0
6349
Газета Интернет-версия

04.06.2015 00:01:00

Вместо рук крылья, и оба левые

Тэги: стругацкие, премия нонконформизм, независимая газета, фантастика, евгений войскунский, маркес, кафка, манн, эдгар по, журнал знаниесила, сибирь, украина, белоруссия


стругацкие, премия «нонконформизм», «независимая газета», фантастика, евгений войскунский, маркес, кафка, манн, эдгар по, журнал «знание-сила», сибирь, украина, белоруссия Фантастика может быть серьезной и даже философской. Кадр из фильма Андрея Тарковского «Сталкер». 1979

Фантастика считается коммерческим жанром. Однако книги лауреата спецпремии «Нонконформизм-2014» Владимира ПОКРОВСКОГО выходят тиражом 50–100 экземпляров, хотя он уже более 40 лет занимается фантастической литературой. О том, какой была российская фантастика в конце ХХ века и какой стала сегодня, с Покровским побеседовал Андрей ЩЕРБАК-ЖУКОВ.


– В 80-е годы вы были участником Московского семинара молодых писателей-фантастов. Расскажите про эти времена? Кто ходил туда еще? Кто руководил?
::::
ПОСТАНОВКА ЗАДАЧИ 1:
Каким тиражом, согласно исходному фрагменту, выходят книги Владимира Покровского?
ПОСТАНОВКА ЗАДАЧИ 2:
Приведите из исходного фрагмента всё от «Фантастика считается коммерческим» и до «еще? Кто руководил?», переименовав «коммерческим жанром» в «массовым жанром».

СОДЕРЖИМОЕ НАБОРА ДАННЫХ:
::::
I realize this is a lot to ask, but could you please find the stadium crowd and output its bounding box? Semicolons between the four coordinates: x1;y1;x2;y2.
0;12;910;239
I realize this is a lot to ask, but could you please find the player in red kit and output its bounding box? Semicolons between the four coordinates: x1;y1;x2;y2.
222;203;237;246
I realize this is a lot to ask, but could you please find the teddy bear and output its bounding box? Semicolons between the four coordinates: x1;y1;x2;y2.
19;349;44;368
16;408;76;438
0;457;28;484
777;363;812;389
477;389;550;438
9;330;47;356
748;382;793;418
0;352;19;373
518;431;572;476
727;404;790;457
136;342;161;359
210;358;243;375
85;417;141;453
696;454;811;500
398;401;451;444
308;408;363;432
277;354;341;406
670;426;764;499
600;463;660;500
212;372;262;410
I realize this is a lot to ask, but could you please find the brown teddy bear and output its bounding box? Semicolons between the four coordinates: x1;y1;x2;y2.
::::
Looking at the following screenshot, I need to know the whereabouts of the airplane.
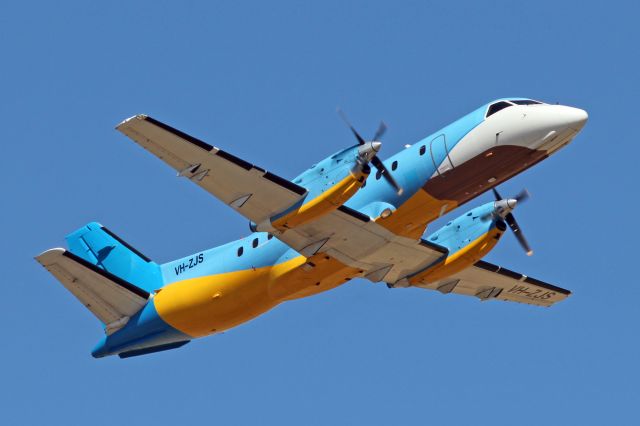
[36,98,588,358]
::::
ПИСЬМЕННЫЙ ОТВЕТ 1:
Тиражом 50–100 экземпляров.

ПИСЬМЕННЫЙ ОТВЕТ 2:
Фантастика считается массовым жанром. Однако книги лауреата спецпремии «Нонконформизм-2014» Владимира ПОКРОВСКОГО выходят тиражом 50–100 экземпляров, хотя он уже более 40 лет занимается фантастической литературой. О том, какой была российская фантастика в конце ХХ века и какой стала сегодня, с Покровским побеседовал Андрей ЩЕРБАК-ЖУКОВ.


– В 80-е годы вы были участником Московского семинара молодых писателей-фантастов. Расскажите про эти времена? Кто ходил туда еще? Кто руководил?